-- START OF Provided entries --

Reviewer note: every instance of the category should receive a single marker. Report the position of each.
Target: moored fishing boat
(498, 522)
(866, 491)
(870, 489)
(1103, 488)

-- END OF Provided entries --

* **Written problem**
Format the rows above as a Markdown table with two columns, Row and Text. Number each line in order under Row, put the line itself under Text, and leave out blank lines.

* **Answer to this exercise**
| Row | Text |
|---|---|
| 1 | Reviewer note: every instance of the category should receive a single marker. Report the position of each. |
| 2 | Target: moored fishing boat |
| 3 | (498, 522) |
| 4 | (866, 491) |
| 5 | (870, 489) |
| 6 | (1103, 488) |